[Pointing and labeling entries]
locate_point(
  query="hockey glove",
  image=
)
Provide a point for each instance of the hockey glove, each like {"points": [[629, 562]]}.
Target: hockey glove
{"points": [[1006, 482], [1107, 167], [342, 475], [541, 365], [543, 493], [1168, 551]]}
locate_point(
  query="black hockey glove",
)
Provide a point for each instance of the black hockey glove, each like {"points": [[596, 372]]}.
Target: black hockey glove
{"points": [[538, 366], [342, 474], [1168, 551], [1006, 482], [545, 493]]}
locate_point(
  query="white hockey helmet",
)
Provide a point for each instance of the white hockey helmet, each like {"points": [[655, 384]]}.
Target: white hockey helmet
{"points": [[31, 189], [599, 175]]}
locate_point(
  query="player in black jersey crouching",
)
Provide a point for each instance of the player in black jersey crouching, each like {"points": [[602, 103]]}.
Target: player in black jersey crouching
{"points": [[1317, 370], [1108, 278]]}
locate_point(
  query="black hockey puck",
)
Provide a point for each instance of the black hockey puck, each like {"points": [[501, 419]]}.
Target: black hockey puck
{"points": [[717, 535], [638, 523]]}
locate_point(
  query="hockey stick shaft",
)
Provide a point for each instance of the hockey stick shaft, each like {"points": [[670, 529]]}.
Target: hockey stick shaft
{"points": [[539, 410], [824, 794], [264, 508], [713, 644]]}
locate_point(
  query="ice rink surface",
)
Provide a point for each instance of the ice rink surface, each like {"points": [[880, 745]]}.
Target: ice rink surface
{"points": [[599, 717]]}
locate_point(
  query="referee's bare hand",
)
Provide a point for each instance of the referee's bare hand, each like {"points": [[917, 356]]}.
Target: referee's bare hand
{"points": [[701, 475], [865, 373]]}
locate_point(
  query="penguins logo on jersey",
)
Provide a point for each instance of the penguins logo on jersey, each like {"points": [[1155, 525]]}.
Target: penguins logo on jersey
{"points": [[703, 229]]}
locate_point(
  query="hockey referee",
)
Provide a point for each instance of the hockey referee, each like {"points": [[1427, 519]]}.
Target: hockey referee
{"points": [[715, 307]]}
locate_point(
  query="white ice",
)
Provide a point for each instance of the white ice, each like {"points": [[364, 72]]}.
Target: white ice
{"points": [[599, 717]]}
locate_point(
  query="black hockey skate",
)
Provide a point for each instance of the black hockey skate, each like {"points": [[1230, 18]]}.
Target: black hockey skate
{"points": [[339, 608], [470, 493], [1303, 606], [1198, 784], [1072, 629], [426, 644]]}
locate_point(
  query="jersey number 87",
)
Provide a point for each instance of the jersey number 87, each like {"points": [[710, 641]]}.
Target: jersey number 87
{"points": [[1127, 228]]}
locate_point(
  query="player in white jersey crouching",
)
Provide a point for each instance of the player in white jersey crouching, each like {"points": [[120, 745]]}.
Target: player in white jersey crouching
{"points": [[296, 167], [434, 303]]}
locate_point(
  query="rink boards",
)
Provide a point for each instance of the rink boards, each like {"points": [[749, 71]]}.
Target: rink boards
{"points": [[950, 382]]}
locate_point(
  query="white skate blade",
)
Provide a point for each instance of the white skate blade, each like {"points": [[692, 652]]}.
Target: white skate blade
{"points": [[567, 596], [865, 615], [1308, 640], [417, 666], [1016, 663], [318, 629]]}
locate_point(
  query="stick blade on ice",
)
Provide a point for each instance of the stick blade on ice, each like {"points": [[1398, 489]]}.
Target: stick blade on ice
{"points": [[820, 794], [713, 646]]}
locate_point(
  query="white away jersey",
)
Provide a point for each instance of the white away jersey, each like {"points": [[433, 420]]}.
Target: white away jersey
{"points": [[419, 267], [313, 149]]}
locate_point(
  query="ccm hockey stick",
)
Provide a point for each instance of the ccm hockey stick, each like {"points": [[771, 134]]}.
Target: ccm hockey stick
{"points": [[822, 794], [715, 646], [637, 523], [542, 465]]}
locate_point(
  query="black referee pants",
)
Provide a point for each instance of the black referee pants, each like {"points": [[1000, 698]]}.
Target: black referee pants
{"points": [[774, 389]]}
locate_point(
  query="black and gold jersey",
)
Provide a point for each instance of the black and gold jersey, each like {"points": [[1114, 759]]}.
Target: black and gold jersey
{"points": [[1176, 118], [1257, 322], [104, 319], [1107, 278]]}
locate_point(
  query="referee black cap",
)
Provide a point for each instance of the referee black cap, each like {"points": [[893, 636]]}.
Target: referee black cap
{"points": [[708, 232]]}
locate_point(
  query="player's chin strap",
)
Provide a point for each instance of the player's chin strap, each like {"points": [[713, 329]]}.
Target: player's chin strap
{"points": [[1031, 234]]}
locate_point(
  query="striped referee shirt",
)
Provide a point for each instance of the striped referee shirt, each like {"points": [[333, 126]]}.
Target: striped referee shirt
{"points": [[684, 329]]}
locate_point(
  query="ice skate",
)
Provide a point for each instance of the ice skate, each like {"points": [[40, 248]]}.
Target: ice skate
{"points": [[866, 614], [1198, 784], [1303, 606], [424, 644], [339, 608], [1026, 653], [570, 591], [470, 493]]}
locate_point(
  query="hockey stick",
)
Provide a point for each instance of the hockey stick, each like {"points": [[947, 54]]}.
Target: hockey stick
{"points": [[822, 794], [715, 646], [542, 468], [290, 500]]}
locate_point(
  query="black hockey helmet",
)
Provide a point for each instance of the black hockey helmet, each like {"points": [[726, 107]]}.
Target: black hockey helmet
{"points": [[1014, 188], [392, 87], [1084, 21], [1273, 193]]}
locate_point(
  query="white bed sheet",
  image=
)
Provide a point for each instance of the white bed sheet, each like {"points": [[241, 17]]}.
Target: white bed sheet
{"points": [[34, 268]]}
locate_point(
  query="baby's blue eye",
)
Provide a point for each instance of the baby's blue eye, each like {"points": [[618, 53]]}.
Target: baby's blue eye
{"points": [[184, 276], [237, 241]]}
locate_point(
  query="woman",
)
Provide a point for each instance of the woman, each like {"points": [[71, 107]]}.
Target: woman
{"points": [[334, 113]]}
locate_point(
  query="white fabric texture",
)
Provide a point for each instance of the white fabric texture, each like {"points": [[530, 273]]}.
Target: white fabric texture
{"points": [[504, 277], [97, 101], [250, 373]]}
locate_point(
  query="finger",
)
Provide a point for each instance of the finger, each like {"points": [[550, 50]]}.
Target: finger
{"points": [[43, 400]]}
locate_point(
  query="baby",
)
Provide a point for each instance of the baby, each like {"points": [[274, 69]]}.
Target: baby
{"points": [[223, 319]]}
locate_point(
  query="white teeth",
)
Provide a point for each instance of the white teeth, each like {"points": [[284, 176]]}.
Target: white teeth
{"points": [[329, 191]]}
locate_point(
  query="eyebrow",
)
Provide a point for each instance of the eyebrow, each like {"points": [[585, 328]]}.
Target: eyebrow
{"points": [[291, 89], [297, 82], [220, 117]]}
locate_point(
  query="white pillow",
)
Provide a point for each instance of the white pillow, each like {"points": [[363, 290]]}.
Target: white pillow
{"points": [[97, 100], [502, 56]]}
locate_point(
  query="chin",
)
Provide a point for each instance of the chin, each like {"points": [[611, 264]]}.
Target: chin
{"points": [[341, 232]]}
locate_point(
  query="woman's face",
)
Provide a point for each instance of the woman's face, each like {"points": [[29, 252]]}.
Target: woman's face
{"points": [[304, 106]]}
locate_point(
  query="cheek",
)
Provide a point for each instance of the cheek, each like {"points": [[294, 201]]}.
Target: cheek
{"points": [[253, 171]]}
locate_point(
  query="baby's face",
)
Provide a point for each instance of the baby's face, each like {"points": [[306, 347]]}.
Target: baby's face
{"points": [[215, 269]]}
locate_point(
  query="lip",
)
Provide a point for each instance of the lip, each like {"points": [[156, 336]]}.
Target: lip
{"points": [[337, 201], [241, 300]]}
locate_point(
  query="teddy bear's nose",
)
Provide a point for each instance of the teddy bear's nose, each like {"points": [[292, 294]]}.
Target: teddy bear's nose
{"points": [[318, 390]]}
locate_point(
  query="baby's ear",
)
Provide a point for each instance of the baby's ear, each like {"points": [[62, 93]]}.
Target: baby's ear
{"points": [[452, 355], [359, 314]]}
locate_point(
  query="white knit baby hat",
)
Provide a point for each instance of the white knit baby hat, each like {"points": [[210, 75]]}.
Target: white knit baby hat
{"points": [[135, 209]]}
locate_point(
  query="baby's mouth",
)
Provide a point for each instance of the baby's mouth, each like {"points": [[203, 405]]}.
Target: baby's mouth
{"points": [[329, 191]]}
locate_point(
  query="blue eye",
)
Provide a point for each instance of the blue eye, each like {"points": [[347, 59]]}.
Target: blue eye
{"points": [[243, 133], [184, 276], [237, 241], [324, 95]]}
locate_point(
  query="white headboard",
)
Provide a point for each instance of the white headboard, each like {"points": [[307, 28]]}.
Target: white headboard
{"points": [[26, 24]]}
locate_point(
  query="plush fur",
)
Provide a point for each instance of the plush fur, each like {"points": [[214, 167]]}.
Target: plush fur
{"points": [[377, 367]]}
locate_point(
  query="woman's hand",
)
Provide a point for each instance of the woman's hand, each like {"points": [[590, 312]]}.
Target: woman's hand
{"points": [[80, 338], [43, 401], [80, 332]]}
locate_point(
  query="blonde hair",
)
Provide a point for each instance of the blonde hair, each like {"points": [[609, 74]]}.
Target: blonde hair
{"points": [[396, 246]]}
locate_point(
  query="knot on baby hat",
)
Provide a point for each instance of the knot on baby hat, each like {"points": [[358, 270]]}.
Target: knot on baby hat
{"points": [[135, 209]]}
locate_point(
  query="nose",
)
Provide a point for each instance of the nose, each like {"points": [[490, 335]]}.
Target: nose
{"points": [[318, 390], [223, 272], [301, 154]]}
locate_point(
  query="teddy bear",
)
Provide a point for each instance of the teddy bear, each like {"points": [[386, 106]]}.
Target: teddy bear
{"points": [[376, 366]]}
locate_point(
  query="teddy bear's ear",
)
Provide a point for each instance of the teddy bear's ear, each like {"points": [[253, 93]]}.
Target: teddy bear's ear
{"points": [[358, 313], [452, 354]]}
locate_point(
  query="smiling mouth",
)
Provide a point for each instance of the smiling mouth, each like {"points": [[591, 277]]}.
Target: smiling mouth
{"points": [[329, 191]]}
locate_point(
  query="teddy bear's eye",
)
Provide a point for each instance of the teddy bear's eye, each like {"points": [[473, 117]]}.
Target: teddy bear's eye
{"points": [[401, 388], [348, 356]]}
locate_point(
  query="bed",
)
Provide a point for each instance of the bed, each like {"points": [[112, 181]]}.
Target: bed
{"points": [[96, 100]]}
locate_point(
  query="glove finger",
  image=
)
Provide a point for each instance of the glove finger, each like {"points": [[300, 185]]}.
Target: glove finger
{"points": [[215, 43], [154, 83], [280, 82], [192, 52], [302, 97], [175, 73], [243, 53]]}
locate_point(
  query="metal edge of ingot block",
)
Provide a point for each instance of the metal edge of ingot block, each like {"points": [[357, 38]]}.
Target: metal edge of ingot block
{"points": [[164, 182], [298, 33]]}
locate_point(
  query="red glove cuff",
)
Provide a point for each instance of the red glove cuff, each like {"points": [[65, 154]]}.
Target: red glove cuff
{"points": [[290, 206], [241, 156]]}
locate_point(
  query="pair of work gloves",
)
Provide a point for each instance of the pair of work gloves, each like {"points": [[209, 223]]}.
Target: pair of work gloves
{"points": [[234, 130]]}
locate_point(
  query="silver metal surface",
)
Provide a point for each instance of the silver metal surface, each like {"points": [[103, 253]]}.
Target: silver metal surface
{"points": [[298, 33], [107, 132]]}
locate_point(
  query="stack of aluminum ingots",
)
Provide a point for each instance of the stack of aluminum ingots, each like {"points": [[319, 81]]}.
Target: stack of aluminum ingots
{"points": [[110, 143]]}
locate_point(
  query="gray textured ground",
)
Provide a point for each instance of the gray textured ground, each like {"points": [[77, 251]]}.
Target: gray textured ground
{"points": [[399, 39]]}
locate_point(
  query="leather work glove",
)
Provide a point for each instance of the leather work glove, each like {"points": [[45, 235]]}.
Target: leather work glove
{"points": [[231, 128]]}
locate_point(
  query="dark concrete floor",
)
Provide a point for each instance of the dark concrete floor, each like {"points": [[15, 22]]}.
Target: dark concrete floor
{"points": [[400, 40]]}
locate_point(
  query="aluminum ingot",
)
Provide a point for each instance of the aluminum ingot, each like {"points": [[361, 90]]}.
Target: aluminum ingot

| INSTRUCTION |
Pick out and copy each line in the entries above that contains the word "silver". Only lines where the letter case matches count.

| TASK ANSWER |
  query="silver metal surface",
Provide a point for each instance of the silver metal surface, each like {"points": [[103, 253]]}.
Target: silver metal surface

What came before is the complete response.